Fig. 35.2 Mouse embryo heads during the period of cranial neural crest cell migration. A and B, Scanning electron micrographs (A, dorsal view; B, median section) of embryos near the start (4 somite pairs) and end (18 somite pairs, interior view) of the period of neural crest cell migration. At the 4-somite stage the neural folds are convex and the hindbrain is divided into prorhombomeres A, B and C by the preotic (arrow) and otic (arrowhead) sulci; at the 18-somite stage the neural tube is closed and the hindbrain is divided into seven rhombomeres (numbered) and the unsegmented occipital region (oc). C and D, Lateral views of 5- and 23-somite stage embryos carrying a permanent marker for neural crest cells and the neural epithelium from which the trigeminal crest cells originate (blue stain). Neural crest cells (nc) migrate as a veil-like mass beneath the surface ectoderm, originating as a continuous group from prorhombomere A, the midbrain and the caudal diencephalic region of the forebrain, into the frontonasal region (fn) and the first arch (lines indicate the level of the migrating edge). After migration, frontonasal neural crest cells (fn) cover the telencephalon and rostral diencephalon, surrounding the eye (e); maxillary (mx) and mandibular (md) neural crest populates the first pharyngeal arch; the trigeminal ganglion primordium (V) is also present. Crest cells from prorhombomere B have populated the hyoid arch and the primordium of ganglion VII/VIII, rostral to the otocyst (ot); crest cells from prorhombomere C are migrating into arches 3 and 4 and starting to form the primordia of cranial ganglia IX and X, caudal to the otocyst. d, diencephalon; fb, forebrain; hn, Hensen’s node; ht, heart; mb, midbrain; oc, occipital region of neural fold/tube; p, pharynx; r1, rhombomere 1 of the hindbrain; t, telencephalon; Rathke’s pouch is indicated by a small arrow on B. (A and B, From Morriss-Kay and Wilkie 2005; C and D, from Jiang et al 2002.)

Caudal to the segmented region of the neural tube, neural crest cells from rhombomere 8 migrate with the occipital myotome-derived mesenchyme to form the hypoglossal cord, eventually differentiating to form the connective tissue (neural crest) and musculature of the tongue. No sensory ganglia are formed from the occipital neural crest in human embryos. The origin of the rhombomeres and brain regions in human embryos is given in Figures 24.2 and 24.12.

++++++

Problems to solve:
[a] Quote the passage on cranial neural crest cell migration word for word, starting at "Caudal to the segmented" and ending at "24.2 and 24.12.".
[b] Extend the passage on cranial neural crest cell migration, picking up after its final sentence.

[Region pointing data]
++++++

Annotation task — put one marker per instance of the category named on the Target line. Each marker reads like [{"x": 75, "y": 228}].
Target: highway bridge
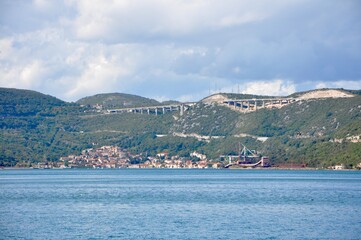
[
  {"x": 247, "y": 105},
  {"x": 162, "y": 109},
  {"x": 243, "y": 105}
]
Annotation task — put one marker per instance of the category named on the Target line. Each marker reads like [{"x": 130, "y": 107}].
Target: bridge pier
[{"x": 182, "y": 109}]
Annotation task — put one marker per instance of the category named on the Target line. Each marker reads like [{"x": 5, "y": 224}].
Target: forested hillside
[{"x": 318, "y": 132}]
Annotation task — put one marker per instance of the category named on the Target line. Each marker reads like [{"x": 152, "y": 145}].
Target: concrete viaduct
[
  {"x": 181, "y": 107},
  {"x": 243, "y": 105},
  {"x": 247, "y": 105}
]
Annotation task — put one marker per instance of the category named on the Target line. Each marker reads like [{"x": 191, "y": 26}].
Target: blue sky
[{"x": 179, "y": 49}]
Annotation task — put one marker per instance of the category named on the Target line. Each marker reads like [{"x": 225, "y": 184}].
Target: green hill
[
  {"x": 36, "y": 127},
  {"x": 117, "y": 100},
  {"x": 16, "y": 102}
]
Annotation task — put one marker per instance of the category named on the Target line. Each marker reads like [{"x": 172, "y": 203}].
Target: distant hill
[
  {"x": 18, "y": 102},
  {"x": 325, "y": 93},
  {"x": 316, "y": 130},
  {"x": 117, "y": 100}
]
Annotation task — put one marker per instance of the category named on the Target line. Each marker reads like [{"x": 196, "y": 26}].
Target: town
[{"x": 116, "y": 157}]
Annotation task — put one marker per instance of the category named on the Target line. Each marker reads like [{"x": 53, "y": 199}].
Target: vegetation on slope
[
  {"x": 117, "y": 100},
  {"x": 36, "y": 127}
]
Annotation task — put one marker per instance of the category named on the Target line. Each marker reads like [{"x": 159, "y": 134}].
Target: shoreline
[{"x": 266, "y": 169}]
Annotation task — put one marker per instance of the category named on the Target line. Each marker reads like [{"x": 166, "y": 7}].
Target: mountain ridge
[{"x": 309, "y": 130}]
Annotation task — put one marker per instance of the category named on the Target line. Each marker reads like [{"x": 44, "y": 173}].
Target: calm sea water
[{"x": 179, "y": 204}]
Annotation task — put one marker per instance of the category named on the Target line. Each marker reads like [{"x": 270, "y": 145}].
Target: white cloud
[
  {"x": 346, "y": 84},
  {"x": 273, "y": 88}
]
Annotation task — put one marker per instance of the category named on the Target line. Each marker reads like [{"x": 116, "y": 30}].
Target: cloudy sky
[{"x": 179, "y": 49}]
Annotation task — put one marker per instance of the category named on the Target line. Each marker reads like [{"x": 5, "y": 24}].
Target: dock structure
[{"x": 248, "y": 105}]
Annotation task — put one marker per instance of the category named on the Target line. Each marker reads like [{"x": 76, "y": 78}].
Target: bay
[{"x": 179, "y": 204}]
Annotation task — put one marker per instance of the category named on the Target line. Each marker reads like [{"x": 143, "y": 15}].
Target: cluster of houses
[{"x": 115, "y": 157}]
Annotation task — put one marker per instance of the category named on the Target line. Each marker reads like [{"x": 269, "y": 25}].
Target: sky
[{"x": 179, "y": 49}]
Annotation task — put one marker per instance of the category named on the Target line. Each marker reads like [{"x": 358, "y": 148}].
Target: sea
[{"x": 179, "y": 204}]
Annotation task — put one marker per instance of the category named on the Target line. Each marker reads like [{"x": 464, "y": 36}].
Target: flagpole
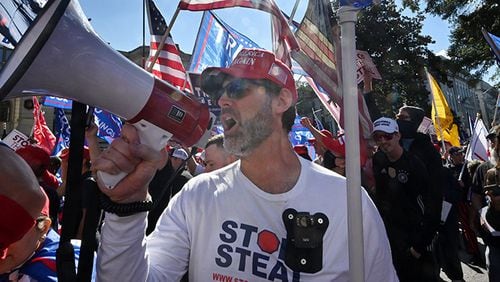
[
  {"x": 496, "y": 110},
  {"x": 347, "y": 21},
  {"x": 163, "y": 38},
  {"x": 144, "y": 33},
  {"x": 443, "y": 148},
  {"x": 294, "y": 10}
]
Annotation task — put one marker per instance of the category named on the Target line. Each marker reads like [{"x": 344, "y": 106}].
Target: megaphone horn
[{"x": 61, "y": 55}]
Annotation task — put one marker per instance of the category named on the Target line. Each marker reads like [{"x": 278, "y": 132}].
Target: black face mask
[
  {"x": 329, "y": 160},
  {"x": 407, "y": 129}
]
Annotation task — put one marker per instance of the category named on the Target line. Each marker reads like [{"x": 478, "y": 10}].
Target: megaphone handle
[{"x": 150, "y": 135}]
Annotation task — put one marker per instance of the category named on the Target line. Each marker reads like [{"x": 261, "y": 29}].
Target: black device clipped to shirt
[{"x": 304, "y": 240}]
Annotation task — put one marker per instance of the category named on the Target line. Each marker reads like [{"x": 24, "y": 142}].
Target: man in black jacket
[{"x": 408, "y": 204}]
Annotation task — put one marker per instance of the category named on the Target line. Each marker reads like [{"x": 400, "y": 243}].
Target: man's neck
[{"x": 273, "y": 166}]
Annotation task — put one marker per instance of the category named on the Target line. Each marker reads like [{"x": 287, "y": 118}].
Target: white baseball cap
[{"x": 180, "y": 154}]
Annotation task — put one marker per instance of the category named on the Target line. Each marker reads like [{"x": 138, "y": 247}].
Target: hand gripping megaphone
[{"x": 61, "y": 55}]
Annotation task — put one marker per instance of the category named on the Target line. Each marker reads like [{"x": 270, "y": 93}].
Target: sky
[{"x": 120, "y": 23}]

++++++

Responses per task:
[a]
Caudal to the segmented region of the neural tube, neural crest cells from rhombomere 8 migrate with the occipital myotome-derived mesenchyme to form the hypoglossal cord, eventually differentiating to form the connective tissue (neural crest) and musculature of the tongue. No sensory ganglia are formed from the occipital neural crest in human embryos. The origin of the rhombomeres and brain regions in human embryos is given in Figures 24.2 and 24.12.

[b]
Ectodermal placodes also make important contributions to the developing head. There is good evidence to suggest that all cranial placodes originate from a continuous pre-placodal territory, the ectodermal ring, around the periphery of the early neural plate, distinct from neural and neural crest cell precursors; this territory is then subdivided into separate placodes, each with its distinct developmental fate (Bailey & Streit 2006). During neurulation the placodes are segregated into the surface ectoderm, moving within the epithelium to their final positions.

Ectodermal placodes appear as patches of columnar or pseudostratified epithelium within the otherwise squamous epithelium of the surface ectoderm. They contribute to the paired sensory organs, forming the olfactory epithelium, the lens and the otocyst, undergoing morphogenesis to form a pit and then (for the lens and otic pits) a closed cyst (vesicle). Epipharyngeal placodes are situated within the dorsal ectoderm of pharyngeal arches 2, 3 and 4: some of their cells undergo epithelial–mesenchymal transformation, joining the underlying neural crest cell condensations to form the sensory neuroblasts in the cranial sensory ganglia. Some cells from the otocyst similarly delaminate to contribute to the ganglion of cranial nerve VIII.

The epithelial-to-mesenchymal transformation of some cells from ectodermal placodes contributes a third component to the cranial mesenchyme. It important to note that the term mesenchyme simply describes a loose cellular organization with a rich extracellular matrix, in contrast to the sheets of simple epithelial tissue that form the outer ectodermal and inner endodermal layers of early embryos. Prior to the migration of neural crest cells from the edges of the cranial neural folds to their final destinations, the only mesenchyme in the embryonic head is ‘primary mesenchyme’, i.e. mesenchymal cells formed by epithelial-mesenchymal transformation in the primitive streak. In the head, all of the primary mesenchyme is paraxial mesoderm. Cranial mesenchyme derived from placodal, mesodermal and neural crest sources have specific distributions and specific derivatives, and are not interchangeable.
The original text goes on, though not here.